RK: There will be three pieces - the first half will be music of John Rea and the other half will be my music. There will be a new piece which I wrote in late spring for small choir and it's on the poems of the most famous Chinese poetess, Li Ch'ing-Chao, who lived about 1100 A.D. I just took five of her works and called them the Li Ch'ing-Chao Madrigals.2 Then they will do the Quintet for Winds (Fumon manga),3 in which again I have made a few changes. So it's certainly not a new piece but it has never been played in this final version. Finally, they will do the Twenty Three Poems about Horses,4 the new version for nonet and narrator which was played last month, so it will be the second performance.

JM: One thing which has always intrigued me about your work, and about which I have always been curious, is whether you regard the different "versions" of your pieces as "transcriptions" , "re-workings" , or "re-orchestrations" . It is certainly interesting to see these works in different " guises" , some quite radically different, like the recent version of the Horses.

RK: It's difficult to say. I usually call them versions for the sake of labeling.

JM: But does one actually replace another?

RK: I really do think that one replaces another. In certain cases maybe it doesn't but only by a performer's wish not my own. I feel that there is a certain continuity working through the versions. For example, Twenty Three Poems... was a commissioned work for the New Music Society in Vancouver. The original version for string septet was actually premiered in Vancouver. They had the first version and now they will have this final one.

JM: So the "official" version is played as a nonet. Do you take back the earlier versions or do you leave them available for performance?

RK: In this case, I will leave the septet version because it is really quite different. I am not sure about the orchestral version. I always thought about it as a kind of unfinished piece. It needed more colors than the (original) strings. I tried the orchestral version but it was simply too heavy for the poetry. The ensemble is alright but it involves too many people. I finally settled on the nonet because it's a miniature orchestra and it is still chamber music but with the greater opportunities to be explored in its timbres.

 JM. In other pieces like "Vermillion Dust" ,5 the version with the soloist is an enhancement of the original and you regard it similarly, as the" find" version.

RK: Yes, there will be only one version of that work.

JM: I was looking at an earlier interview you did in "The Canadian Composer" .6 In it you mentioned some interesting things. At the time you were working in the electronic medium more than you are now. You made a remark about the importance of a closeness to the immediate environment for a composer. I was wondering if you would comment on the intervening years, the recent directions which have appeared as a result of having stayed and worked in Victoria and whether this has had a significant relationship to your work.

RK: The place where you live always influences you in certain ways. I don't think that it's really a paramount influence but there must be some. I think that no one can really escape it and Victoria is quite a distinct place - it certainly has its own atmosphere -down by the ocean and the nearness to nature which doesn't exist in the big city. There you have to drive a long way before you can see a real tree. In Victoria you don't even have to drive. I think there must be an influence. I feel that since I have come to Victoria, nature has started to play a role in my music. Before Victoria I was very much a city dweller, and had never really lived in a small town. It was, for me, a little bit new as was the ocean.

JM: There are other things which seem to have emerged in your recent works. The influence, or at least the use of, (medieval) Chinese poetry, for example, which seems to be used very consistently. I don't know if you had referenced it previously in your work. Do you think it has some sort of connection, either conscious or unconscious, with your current directions?
..........
> Short task 1
Summarize the interview in two sentences.
> Short task 2
According to the interview, for what ensemble was the original version of Twenty Three Poems about Horses written?
..........
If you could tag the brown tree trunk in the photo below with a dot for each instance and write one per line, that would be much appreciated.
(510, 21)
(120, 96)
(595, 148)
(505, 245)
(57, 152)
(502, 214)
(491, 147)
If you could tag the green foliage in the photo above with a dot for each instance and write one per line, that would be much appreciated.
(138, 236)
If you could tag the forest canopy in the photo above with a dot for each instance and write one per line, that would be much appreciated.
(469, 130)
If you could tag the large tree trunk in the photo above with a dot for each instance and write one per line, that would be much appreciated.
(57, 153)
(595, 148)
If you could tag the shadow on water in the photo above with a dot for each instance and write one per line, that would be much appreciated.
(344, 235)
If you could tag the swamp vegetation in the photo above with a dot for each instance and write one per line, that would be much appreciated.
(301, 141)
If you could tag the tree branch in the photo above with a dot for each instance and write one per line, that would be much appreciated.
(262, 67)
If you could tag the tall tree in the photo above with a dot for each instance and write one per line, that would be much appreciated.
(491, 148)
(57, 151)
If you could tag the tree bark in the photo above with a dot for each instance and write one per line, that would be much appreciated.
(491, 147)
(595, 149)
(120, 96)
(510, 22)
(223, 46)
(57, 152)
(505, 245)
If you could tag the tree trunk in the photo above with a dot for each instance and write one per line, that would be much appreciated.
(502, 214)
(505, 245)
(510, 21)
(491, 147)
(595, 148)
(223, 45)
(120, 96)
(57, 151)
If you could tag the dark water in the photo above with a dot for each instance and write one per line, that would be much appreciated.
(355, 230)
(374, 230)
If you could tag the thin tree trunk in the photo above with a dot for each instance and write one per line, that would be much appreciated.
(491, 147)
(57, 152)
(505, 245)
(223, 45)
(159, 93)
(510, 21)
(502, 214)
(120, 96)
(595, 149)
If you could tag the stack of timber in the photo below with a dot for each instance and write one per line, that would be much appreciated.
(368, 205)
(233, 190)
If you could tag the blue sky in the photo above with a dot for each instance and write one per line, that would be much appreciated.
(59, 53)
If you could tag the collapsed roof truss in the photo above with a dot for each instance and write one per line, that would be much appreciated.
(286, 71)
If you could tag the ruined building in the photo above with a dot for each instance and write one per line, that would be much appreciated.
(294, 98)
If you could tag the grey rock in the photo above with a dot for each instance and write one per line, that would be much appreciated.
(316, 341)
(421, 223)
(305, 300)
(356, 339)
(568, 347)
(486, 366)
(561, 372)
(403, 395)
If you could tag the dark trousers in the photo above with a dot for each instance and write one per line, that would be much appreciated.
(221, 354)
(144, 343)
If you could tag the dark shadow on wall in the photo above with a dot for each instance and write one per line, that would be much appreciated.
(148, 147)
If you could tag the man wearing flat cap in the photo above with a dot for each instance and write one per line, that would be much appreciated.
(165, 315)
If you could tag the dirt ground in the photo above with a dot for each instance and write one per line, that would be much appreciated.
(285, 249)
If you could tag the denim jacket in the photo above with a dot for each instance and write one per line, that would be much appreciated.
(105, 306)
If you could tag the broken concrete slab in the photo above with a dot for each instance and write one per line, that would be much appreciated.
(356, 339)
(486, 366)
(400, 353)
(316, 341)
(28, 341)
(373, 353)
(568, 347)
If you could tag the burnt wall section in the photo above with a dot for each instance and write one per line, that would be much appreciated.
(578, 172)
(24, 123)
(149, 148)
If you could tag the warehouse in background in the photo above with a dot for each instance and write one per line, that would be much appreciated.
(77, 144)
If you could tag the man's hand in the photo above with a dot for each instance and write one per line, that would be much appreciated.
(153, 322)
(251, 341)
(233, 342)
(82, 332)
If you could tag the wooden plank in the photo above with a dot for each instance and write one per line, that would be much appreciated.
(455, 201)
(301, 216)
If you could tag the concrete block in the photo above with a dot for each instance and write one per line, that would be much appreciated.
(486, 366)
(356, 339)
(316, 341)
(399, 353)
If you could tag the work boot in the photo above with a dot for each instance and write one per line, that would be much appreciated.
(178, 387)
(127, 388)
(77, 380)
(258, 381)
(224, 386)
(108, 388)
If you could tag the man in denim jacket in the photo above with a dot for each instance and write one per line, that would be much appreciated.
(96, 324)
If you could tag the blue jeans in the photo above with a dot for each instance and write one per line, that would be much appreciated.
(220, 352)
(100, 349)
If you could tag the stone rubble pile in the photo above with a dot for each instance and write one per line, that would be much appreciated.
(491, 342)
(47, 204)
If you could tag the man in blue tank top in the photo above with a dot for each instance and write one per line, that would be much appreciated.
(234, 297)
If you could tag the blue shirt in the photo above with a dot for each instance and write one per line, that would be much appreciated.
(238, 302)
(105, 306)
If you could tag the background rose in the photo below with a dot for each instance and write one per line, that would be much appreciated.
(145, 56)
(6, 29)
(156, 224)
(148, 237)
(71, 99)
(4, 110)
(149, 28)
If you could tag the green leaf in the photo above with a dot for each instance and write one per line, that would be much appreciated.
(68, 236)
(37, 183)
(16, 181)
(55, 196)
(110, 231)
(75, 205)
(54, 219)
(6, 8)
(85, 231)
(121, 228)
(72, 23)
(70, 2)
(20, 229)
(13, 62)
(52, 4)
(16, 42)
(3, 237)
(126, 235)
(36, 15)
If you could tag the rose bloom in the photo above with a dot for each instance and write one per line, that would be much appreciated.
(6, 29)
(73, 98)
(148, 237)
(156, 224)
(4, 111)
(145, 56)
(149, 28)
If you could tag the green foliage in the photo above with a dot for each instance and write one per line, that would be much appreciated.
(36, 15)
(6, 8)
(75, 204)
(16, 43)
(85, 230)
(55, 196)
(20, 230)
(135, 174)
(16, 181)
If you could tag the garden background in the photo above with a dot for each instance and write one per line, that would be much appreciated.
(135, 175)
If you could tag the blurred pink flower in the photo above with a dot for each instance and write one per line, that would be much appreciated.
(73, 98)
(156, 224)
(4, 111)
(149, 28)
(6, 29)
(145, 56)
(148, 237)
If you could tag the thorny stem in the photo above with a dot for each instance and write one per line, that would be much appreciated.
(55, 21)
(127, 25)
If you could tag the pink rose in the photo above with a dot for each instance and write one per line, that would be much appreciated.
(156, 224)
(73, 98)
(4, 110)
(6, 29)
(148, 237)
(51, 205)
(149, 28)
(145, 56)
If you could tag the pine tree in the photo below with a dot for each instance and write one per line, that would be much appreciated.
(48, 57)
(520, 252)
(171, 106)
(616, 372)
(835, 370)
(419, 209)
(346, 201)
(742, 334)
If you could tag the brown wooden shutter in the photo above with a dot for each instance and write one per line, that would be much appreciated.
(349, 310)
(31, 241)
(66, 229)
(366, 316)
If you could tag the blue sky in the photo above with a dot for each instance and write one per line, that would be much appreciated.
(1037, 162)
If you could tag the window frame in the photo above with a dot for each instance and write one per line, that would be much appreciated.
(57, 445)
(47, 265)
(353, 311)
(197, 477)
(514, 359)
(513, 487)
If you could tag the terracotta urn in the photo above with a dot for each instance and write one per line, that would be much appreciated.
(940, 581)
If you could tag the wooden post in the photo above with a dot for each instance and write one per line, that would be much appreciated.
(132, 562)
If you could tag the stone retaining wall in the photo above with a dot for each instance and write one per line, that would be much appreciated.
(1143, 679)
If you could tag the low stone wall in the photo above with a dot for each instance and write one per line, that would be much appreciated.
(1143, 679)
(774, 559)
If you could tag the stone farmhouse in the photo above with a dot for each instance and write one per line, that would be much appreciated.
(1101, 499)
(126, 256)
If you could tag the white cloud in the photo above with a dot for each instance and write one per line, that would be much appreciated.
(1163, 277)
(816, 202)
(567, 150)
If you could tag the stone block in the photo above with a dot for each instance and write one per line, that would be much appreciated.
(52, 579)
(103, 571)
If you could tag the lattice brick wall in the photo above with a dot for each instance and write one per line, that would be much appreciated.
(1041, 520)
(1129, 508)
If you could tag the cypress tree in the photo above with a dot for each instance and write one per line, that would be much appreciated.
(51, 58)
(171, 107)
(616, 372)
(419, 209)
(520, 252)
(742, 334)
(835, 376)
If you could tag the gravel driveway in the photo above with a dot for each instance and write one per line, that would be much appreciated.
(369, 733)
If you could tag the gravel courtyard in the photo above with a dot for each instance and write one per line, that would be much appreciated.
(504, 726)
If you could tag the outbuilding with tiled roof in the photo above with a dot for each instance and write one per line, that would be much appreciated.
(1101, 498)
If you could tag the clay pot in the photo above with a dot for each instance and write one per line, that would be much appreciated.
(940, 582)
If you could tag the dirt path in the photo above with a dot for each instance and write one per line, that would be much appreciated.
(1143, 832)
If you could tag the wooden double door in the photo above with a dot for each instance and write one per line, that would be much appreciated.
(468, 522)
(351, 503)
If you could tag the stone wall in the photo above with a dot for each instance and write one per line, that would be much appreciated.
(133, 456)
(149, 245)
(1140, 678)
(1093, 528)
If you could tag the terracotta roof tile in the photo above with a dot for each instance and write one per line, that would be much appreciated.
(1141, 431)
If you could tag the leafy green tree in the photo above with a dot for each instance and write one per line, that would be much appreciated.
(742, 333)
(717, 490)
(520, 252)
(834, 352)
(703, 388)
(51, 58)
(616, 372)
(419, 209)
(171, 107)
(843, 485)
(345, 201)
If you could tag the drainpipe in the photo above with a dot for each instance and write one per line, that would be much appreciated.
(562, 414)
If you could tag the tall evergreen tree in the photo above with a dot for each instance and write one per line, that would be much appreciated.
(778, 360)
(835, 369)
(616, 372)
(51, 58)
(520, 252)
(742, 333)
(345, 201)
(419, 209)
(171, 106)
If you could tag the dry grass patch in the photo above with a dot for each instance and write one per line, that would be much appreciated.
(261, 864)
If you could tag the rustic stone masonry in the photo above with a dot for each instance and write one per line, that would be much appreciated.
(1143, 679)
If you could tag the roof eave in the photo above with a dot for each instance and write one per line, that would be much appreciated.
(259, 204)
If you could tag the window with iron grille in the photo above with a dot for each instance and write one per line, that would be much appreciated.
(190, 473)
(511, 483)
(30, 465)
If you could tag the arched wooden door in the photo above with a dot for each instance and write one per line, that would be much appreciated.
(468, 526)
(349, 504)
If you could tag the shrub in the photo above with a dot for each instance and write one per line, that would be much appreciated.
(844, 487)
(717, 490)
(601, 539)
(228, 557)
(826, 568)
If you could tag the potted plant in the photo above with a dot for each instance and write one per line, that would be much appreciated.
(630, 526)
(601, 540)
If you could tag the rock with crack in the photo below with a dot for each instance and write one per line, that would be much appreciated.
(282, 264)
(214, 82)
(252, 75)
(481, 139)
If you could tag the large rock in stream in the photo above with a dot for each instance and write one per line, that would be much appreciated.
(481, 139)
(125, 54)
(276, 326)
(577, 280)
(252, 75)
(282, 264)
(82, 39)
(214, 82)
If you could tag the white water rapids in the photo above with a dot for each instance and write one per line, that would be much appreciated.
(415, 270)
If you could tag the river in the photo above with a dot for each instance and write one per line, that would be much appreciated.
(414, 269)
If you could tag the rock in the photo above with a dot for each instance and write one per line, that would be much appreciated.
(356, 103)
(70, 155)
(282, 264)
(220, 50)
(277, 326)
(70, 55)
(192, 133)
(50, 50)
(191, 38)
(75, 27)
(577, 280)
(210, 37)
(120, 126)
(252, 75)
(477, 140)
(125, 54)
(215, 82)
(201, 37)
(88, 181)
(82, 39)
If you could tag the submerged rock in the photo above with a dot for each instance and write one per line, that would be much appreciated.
..........
> Correct answer 1
RK describes a concert in which half the music will be by John Rea and half by RK: the new Li Ch'ing-Chao Madrigals for small choir, the revised Quintet for Winds, and the nonet-and-narrator version of Twenty Three Poems about Horses. RK also says that later versions of a work generally replace earlier ones, and that since coming to Victoria, with its nearness to the ocean and nature, nature has started to play a role in RK's music.

> Correct answer 2
The original version was written for string septet.